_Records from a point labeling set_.

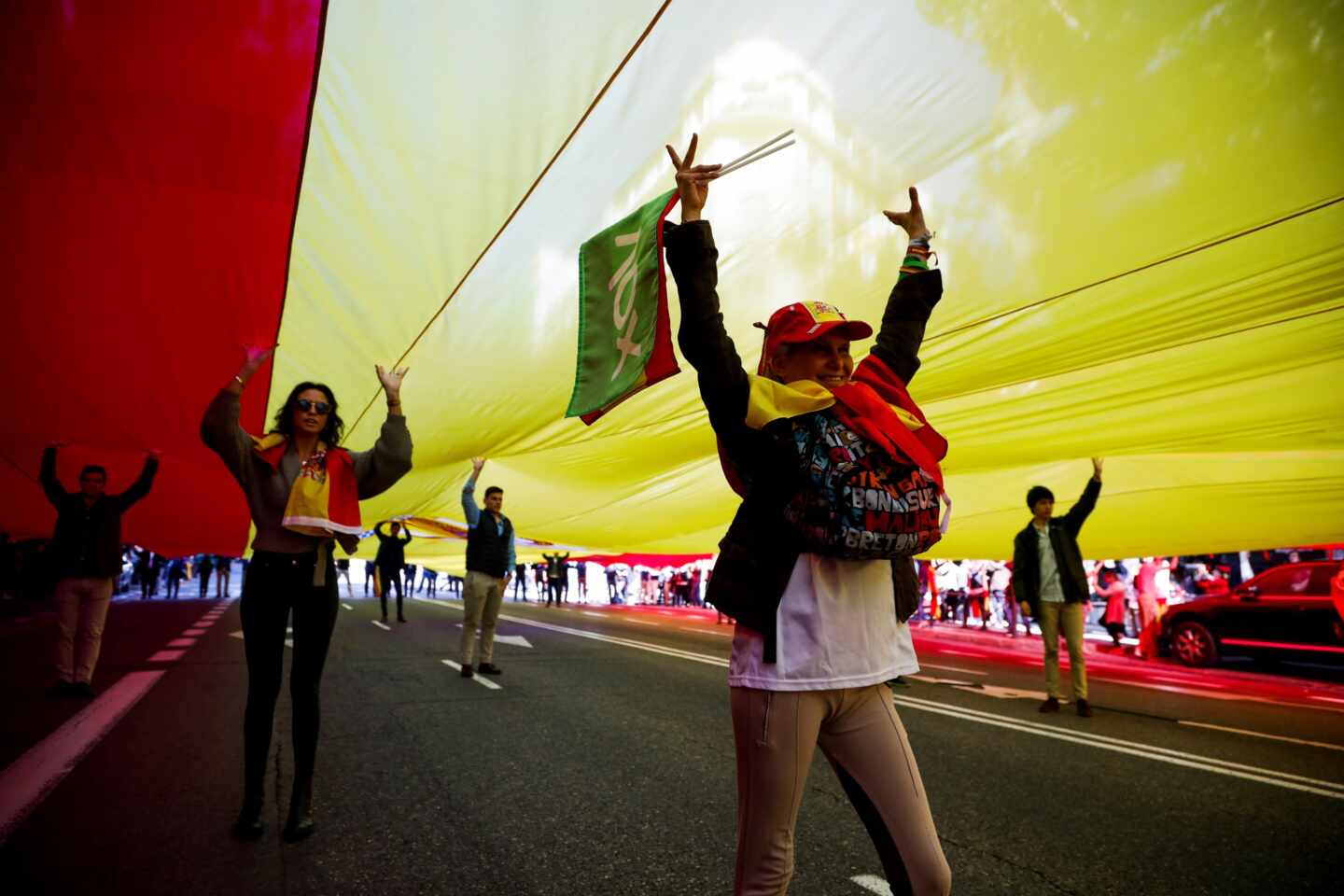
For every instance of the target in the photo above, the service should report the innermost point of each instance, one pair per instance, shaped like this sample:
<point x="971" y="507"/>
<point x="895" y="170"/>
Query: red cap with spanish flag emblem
<point x="803" y="323"/>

_What you should do_.
Pull every line of text from the records above and repeat each one unchanged. Leave the pictures out.

_Task answer_.
For every instance of the target in the photo above, the service should report the innermost point of each instance, one pair per instance, shaped like this sample:
<point x="971" y="507"/>
<point x="895" y="170"/>
Query: red cap with spanish flag emblem
<point x="803" y="323"/>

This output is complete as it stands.